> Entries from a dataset
==============================

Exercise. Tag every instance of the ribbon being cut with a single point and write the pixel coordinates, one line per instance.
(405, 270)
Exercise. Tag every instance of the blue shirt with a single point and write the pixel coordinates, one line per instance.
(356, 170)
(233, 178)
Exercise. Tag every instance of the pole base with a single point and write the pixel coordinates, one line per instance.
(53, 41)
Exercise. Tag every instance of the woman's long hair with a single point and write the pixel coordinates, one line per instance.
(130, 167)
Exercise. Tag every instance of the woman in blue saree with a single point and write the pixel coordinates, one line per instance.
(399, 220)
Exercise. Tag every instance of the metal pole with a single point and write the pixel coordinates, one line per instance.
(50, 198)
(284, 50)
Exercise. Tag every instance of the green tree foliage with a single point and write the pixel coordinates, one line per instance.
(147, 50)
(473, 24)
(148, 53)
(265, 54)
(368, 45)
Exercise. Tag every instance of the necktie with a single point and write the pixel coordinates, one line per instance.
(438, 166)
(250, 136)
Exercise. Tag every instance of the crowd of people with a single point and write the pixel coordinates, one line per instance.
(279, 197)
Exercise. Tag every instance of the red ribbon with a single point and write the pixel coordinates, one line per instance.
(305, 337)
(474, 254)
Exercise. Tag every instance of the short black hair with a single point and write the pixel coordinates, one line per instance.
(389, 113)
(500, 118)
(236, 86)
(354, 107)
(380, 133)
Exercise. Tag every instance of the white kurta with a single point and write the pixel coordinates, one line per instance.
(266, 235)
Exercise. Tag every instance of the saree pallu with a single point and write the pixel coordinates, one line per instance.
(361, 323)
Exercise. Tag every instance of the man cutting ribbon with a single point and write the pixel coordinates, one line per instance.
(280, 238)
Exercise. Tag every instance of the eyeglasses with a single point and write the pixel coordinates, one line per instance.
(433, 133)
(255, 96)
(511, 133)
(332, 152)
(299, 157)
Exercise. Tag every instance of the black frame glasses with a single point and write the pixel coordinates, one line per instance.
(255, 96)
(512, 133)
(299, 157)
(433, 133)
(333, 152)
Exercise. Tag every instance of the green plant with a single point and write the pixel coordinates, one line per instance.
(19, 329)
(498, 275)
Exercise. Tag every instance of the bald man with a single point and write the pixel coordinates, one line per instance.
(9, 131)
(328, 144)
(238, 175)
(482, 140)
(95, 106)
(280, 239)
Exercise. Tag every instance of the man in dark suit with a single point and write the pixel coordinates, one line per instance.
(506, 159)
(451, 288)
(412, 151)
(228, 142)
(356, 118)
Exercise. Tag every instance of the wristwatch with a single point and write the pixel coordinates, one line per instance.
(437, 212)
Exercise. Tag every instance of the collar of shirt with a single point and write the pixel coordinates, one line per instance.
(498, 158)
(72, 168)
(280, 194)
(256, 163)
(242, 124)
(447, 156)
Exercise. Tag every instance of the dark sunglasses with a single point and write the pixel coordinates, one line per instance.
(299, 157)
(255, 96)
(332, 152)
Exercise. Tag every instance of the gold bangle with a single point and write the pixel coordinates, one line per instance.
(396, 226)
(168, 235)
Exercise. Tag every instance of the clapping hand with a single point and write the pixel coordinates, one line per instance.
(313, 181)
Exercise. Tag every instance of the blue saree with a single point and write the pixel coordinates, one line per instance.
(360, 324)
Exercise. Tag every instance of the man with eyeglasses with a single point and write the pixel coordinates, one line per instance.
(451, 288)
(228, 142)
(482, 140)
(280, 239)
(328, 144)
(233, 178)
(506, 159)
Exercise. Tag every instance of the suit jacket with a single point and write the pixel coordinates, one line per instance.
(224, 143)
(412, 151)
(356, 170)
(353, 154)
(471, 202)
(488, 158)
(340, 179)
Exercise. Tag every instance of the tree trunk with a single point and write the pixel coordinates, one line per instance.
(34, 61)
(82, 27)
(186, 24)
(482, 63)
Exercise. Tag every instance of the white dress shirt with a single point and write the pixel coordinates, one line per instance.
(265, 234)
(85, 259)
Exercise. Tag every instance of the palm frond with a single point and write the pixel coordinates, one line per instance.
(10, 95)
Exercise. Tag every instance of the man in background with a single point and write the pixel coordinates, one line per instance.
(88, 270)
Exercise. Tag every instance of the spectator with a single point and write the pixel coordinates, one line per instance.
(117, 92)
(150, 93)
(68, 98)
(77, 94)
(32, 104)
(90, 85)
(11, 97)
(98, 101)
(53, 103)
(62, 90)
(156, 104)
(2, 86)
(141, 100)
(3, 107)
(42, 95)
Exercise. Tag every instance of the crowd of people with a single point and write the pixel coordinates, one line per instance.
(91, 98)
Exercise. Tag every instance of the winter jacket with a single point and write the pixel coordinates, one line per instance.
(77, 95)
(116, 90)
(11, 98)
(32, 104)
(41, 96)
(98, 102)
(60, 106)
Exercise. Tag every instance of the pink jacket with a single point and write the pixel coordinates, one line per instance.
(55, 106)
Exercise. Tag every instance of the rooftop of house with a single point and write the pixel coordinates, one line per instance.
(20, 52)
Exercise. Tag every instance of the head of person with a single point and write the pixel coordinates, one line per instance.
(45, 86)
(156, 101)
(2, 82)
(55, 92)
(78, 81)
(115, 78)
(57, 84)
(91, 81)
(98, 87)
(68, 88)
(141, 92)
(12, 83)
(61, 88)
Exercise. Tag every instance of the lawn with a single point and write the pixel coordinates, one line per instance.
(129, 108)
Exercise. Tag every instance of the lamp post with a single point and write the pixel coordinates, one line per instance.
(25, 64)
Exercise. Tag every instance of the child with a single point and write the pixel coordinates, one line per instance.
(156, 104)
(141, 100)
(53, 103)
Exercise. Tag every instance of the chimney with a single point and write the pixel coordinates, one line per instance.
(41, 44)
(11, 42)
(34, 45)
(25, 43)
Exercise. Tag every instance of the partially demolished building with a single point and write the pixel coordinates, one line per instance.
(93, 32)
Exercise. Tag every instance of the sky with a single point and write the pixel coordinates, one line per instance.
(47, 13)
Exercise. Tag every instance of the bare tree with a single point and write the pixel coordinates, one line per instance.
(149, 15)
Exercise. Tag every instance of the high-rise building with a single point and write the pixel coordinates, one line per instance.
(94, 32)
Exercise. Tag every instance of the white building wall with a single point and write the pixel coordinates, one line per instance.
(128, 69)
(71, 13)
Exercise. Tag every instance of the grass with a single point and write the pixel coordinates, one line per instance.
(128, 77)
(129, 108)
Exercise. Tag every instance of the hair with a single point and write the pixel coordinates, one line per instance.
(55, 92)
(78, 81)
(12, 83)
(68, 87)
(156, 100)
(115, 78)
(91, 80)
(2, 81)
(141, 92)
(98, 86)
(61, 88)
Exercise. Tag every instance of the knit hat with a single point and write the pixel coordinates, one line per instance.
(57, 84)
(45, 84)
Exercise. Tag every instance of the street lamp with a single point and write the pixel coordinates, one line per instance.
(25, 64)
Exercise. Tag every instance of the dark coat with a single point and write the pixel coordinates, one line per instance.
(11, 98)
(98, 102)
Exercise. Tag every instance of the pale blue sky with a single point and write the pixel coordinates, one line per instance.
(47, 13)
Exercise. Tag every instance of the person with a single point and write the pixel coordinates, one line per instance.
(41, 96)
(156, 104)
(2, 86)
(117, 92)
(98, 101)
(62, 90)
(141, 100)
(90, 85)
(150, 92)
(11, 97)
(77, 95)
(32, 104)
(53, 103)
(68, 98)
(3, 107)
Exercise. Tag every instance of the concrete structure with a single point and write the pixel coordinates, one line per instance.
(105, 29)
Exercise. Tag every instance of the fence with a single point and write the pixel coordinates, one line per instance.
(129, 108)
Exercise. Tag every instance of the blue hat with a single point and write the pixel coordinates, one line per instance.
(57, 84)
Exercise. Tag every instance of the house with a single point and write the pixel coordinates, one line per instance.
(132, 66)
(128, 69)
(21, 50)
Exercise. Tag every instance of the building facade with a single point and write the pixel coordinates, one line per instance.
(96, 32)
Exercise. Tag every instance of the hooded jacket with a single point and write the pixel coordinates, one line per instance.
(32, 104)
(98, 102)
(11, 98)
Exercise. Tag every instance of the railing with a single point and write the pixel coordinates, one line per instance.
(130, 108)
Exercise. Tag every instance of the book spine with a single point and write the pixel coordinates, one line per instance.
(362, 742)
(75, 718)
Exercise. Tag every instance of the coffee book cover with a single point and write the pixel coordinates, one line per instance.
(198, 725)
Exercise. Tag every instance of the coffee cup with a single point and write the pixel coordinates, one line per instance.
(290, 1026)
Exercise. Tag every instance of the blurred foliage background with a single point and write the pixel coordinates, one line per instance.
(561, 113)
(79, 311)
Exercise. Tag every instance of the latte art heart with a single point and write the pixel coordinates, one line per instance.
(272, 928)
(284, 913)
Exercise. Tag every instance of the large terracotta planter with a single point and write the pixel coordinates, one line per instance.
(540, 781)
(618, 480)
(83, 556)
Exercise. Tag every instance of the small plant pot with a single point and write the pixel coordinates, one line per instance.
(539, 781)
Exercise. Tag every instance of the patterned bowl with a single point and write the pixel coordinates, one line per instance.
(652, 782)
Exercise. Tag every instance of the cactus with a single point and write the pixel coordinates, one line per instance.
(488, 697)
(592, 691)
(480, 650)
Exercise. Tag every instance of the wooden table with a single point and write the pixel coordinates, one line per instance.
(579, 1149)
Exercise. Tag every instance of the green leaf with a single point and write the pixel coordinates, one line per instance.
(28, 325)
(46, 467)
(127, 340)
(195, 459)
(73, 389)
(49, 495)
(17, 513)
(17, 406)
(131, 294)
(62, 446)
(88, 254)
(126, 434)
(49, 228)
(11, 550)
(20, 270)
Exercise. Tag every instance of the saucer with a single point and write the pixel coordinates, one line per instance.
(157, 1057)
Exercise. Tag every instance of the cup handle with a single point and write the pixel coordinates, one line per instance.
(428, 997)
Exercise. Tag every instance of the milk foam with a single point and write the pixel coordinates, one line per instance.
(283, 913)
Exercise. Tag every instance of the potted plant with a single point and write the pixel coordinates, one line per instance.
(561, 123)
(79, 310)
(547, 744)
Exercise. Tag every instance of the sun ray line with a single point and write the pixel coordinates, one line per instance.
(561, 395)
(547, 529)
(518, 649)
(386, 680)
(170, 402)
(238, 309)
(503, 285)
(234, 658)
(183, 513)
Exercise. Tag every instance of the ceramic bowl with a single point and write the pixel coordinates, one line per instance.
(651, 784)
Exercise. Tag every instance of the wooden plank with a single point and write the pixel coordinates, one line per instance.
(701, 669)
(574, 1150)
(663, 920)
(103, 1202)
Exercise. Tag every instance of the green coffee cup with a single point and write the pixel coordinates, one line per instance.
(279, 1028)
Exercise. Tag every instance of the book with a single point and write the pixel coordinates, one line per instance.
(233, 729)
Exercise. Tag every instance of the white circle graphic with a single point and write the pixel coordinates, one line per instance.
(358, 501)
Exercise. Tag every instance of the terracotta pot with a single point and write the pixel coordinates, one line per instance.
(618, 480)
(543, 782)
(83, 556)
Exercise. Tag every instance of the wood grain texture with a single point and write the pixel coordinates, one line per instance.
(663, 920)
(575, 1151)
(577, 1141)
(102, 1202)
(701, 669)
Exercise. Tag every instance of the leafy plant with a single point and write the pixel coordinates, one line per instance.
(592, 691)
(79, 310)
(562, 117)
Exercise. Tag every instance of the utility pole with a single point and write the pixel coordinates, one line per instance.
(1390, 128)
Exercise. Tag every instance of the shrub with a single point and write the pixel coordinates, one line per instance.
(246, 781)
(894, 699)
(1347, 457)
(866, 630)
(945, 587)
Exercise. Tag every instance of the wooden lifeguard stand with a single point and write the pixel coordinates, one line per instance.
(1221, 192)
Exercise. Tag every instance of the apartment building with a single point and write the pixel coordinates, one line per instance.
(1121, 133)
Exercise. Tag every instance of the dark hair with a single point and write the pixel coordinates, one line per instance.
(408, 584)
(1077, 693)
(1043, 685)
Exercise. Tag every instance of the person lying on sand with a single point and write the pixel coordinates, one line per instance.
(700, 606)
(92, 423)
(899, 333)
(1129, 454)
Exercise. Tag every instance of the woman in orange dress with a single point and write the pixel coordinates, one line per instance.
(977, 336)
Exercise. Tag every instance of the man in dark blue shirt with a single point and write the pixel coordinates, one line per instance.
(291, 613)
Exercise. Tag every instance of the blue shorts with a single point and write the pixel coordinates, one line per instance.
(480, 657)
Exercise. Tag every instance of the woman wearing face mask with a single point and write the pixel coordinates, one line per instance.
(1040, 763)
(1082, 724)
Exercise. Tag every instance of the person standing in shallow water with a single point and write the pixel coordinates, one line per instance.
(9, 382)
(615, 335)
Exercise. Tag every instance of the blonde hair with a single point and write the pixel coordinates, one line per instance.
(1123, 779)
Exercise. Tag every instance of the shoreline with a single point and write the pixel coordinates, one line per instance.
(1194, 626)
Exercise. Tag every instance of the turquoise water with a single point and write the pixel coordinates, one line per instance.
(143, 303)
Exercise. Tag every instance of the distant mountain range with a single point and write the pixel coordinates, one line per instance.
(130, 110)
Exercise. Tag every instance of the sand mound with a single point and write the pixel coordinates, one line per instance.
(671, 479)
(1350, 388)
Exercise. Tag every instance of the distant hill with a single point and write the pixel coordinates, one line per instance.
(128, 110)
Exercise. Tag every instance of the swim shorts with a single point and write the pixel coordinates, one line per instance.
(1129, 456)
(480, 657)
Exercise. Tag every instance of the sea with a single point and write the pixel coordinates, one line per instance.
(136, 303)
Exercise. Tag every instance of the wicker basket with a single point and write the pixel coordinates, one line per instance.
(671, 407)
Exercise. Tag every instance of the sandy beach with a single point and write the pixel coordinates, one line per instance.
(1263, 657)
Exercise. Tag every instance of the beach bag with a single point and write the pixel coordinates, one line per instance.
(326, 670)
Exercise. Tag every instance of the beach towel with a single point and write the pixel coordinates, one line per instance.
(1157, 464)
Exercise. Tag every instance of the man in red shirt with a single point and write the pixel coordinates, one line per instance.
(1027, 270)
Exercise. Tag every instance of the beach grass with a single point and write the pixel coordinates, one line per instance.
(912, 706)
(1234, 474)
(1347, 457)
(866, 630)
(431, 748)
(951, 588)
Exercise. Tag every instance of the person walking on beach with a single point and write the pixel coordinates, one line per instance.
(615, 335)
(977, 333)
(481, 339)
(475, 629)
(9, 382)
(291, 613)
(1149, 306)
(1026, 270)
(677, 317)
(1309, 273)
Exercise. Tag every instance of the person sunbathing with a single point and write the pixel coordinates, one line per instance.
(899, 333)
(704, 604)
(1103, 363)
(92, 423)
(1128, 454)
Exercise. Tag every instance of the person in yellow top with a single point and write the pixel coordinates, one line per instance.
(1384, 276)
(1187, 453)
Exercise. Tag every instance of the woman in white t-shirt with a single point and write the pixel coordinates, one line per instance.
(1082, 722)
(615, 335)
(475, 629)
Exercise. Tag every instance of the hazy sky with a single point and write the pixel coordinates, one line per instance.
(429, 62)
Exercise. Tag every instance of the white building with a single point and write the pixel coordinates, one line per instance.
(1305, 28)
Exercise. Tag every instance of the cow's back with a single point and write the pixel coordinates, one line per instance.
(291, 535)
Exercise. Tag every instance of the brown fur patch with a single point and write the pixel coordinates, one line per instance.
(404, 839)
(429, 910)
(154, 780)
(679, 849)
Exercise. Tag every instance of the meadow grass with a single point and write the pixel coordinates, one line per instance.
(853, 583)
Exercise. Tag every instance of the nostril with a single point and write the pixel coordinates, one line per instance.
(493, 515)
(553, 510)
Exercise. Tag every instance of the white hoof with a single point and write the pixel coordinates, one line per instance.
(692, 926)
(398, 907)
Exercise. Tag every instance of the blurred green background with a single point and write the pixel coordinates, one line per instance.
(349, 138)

==============================

> Problem statement
Reproduce, exactly and with nothing added, the lines from the one that includes "Exercise. Tag every instance of the meadow" through the last line of the material.

> Written response
Exercise. Tag every instance of the meadow grass with a single point and write the pixel coordinates, one line per instance.
(853, 583)
Exercise. Tag every instance of the nostril with a single point and write the pixel coordinates, one line per instance.
(493, 515)
(553, 510)
Exercise. Tag every instance of the white hoof with a single point and write the pixel coordinates, one line per instance.
(692, 926)
(398, 907)
Exercise. Tag every instance of the blurred green background with a single point and write the pixel coordinates, one line per instance.
(349, 138)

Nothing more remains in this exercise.